TASK GOAL: Take the line containing "The locator SHOULD return, for each instance of the gray" as the first and the last line of the records below as the end, and please set down only what lies between them exactly, both ends included.

::: GIVEN RECORDS :::

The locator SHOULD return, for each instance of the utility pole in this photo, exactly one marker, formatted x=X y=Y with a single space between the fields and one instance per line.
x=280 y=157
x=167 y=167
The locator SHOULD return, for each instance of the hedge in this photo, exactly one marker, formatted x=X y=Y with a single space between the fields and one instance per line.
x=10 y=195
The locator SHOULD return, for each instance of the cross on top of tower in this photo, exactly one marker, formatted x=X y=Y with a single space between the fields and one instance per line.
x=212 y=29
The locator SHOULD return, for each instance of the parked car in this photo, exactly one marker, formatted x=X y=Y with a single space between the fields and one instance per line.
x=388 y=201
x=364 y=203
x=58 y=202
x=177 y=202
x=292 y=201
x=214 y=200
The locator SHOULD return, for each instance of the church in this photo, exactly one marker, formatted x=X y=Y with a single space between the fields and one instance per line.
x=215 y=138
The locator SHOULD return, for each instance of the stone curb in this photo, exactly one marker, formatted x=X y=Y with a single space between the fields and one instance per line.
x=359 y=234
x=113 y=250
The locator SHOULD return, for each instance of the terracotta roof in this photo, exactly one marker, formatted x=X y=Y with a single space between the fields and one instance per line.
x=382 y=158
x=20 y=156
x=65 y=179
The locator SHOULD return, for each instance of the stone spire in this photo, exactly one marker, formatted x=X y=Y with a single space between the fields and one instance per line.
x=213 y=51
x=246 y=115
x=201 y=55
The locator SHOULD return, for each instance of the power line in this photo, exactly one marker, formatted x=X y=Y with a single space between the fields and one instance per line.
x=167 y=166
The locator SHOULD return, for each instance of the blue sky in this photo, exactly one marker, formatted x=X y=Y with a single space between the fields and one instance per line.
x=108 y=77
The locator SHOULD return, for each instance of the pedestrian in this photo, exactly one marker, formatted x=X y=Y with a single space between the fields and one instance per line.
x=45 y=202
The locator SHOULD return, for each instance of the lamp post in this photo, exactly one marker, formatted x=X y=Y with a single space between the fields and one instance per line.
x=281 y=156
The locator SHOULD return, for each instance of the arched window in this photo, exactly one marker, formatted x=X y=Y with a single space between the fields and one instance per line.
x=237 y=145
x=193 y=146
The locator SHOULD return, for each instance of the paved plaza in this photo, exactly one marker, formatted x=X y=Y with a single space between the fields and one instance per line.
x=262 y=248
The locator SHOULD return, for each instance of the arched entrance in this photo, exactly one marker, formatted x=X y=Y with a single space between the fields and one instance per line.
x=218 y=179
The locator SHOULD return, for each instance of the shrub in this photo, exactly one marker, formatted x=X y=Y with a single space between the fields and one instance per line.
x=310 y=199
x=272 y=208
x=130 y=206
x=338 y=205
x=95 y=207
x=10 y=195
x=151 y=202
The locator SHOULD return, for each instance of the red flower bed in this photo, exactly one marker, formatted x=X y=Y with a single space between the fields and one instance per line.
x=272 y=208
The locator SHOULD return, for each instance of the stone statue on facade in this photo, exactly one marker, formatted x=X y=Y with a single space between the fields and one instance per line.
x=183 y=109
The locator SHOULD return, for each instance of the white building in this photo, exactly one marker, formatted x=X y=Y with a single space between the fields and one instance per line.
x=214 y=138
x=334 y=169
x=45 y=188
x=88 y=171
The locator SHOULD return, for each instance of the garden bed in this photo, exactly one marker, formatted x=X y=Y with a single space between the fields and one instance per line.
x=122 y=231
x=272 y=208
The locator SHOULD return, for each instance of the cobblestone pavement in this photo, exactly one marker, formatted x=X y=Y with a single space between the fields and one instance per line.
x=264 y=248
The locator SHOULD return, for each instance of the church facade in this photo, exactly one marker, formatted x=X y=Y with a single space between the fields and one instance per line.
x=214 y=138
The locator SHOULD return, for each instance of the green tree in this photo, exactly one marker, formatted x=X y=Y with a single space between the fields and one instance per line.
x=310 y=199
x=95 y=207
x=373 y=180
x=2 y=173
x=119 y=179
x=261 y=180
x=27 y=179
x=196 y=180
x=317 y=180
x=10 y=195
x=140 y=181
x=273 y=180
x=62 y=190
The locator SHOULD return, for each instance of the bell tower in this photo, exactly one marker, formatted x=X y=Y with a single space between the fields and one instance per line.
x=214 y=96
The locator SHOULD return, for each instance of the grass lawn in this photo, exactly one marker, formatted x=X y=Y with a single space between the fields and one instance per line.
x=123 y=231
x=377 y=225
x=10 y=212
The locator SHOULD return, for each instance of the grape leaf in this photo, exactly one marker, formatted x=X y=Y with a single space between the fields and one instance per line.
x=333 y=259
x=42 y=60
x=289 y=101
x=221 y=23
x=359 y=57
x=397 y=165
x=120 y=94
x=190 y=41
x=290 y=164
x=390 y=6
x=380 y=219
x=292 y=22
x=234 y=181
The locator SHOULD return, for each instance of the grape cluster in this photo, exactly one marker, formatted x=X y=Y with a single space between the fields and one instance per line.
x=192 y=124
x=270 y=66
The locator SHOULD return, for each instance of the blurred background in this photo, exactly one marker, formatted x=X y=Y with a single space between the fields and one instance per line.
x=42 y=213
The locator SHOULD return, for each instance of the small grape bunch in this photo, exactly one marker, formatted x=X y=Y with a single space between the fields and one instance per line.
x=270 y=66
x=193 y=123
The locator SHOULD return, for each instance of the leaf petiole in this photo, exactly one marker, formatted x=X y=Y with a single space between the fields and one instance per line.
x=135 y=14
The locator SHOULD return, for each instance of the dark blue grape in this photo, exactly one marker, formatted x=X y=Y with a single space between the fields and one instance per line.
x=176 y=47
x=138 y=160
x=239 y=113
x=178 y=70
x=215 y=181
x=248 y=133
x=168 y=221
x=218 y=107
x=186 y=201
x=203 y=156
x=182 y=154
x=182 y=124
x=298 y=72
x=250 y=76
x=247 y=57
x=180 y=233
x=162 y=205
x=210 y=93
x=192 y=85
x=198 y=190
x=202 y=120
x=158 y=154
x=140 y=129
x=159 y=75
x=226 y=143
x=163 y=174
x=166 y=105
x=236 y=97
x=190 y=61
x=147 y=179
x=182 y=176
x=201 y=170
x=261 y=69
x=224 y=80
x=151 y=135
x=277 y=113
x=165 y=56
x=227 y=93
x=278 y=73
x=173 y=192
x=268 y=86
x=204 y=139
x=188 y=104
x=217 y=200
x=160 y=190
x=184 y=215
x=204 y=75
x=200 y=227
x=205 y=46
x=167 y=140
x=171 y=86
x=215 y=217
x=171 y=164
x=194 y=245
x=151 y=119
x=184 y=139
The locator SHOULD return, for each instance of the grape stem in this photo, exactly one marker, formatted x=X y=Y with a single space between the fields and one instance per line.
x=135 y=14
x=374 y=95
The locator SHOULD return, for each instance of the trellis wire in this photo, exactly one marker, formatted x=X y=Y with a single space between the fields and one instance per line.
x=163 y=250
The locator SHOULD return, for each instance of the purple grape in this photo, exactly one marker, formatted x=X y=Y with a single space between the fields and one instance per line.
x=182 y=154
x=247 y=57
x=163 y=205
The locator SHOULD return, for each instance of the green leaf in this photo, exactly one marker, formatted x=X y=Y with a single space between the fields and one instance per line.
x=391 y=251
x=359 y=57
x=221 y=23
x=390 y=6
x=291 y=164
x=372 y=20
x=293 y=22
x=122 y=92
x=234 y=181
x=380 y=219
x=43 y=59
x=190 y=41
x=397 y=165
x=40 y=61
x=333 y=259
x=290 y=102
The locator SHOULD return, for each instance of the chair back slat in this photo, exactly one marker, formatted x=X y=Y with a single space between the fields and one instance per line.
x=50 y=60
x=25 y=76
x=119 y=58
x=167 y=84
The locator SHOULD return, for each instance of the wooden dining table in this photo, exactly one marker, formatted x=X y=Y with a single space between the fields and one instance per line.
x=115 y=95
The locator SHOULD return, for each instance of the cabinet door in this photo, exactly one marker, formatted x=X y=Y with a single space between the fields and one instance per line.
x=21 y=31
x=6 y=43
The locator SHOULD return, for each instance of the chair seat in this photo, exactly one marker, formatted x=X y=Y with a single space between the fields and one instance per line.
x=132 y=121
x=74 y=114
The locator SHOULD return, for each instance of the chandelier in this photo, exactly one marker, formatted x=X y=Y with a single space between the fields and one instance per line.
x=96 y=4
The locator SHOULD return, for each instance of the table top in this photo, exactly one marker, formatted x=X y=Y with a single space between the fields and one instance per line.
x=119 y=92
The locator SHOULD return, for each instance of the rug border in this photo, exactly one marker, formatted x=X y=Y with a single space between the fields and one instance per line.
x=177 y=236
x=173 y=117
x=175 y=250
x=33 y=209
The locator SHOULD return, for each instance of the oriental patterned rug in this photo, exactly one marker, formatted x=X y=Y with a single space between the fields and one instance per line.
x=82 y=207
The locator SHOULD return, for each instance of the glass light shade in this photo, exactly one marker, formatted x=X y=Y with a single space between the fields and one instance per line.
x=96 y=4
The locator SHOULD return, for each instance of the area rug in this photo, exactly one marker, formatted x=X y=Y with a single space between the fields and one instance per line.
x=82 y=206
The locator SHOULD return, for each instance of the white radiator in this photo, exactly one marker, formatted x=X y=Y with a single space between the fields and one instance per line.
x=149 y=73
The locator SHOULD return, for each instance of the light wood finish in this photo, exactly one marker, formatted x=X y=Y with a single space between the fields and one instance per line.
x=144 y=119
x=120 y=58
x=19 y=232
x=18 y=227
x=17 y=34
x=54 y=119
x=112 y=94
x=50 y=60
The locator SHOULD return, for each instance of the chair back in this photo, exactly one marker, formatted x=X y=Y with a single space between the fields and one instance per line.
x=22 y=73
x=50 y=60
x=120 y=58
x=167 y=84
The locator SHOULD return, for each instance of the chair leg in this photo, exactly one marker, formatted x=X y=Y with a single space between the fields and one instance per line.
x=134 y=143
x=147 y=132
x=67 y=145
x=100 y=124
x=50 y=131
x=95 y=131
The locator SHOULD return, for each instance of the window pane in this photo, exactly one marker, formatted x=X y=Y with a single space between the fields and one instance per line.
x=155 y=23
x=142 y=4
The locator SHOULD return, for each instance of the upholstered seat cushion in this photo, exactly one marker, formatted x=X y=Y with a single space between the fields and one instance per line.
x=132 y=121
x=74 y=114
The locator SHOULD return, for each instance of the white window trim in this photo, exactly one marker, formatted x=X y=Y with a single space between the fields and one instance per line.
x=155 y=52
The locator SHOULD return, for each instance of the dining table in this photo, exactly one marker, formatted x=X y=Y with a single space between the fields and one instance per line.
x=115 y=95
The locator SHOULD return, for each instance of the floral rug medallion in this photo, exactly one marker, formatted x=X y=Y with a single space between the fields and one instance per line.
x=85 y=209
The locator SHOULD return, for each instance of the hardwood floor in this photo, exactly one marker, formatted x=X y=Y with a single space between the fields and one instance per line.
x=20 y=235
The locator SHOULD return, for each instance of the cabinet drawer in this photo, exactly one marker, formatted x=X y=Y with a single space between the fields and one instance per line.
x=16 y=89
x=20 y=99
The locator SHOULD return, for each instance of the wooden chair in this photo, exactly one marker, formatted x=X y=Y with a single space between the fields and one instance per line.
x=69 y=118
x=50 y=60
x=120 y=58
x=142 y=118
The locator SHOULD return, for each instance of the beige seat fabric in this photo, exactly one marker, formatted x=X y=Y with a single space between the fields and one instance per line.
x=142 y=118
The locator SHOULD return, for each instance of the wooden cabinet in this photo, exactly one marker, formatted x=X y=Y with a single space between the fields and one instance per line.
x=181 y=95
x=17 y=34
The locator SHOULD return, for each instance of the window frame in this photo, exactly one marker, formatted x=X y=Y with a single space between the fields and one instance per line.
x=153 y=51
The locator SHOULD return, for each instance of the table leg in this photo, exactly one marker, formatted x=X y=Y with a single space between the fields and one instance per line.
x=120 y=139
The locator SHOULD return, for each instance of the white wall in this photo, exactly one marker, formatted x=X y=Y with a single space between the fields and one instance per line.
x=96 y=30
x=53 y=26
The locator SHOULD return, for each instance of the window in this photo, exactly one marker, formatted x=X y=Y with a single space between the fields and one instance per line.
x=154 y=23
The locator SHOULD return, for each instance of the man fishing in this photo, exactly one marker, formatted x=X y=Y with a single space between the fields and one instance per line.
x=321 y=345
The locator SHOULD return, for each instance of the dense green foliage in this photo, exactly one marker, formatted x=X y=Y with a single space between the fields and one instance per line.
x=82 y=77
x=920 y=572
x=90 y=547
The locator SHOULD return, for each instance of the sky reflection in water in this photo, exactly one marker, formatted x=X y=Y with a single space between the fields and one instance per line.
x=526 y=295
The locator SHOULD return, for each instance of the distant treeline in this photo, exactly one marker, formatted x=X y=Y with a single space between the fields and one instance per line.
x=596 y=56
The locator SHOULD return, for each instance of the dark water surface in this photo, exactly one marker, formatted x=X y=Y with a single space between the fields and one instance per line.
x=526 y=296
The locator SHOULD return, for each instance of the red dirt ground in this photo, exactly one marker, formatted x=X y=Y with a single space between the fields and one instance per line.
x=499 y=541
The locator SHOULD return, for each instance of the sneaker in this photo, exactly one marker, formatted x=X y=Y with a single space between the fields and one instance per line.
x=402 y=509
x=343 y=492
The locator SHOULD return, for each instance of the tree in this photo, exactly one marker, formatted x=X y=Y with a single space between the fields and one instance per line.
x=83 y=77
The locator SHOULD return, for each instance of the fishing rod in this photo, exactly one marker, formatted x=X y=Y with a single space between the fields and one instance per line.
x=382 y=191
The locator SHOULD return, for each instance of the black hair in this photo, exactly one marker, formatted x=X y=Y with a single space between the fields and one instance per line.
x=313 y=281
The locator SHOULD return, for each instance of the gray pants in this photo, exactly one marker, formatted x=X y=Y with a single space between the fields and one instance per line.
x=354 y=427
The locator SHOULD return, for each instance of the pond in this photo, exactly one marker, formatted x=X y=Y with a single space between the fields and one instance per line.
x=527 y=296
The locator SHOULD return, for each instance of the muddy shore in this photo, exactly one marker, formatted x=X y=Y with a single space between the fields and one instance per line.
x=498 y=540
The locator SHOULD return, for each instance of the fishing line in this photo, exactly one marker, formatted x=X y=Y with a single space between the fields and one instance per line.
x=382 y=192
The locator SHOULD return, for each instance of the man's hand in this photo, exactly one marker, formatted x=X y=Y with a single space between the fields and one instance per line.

:::

ANSWER BOX:
The locator SHOULD return, for each instance of the gray pants in this photo, exactly one marker, formatted x=X y=Y with a single space between the fields and one instance per line.
x=354 y=427
The locator SHOULD return, for each instance of the pond in this photo, exactly one marker, formatted x=X y=Y with a single space between the fields and one instance per line.
x=527 y=296
The locator SHOULD return, for each instance of the muddy shore in this photo, exactly one marker, formatted x=X y=Y with a single space between the fields and one instance per line.
x=498 y=540
The locator SHOULD return, for each instance of the fishing line in this photo, exactly one marker, formatted x=X y=Y with a single space between the fields and one instance per line.
x=382 y=192
The locator SHOULD return, for each instance of the man's hand in this photo, exactly one marker, formatted x=X y=Y with a single space between the fields and one instance per line.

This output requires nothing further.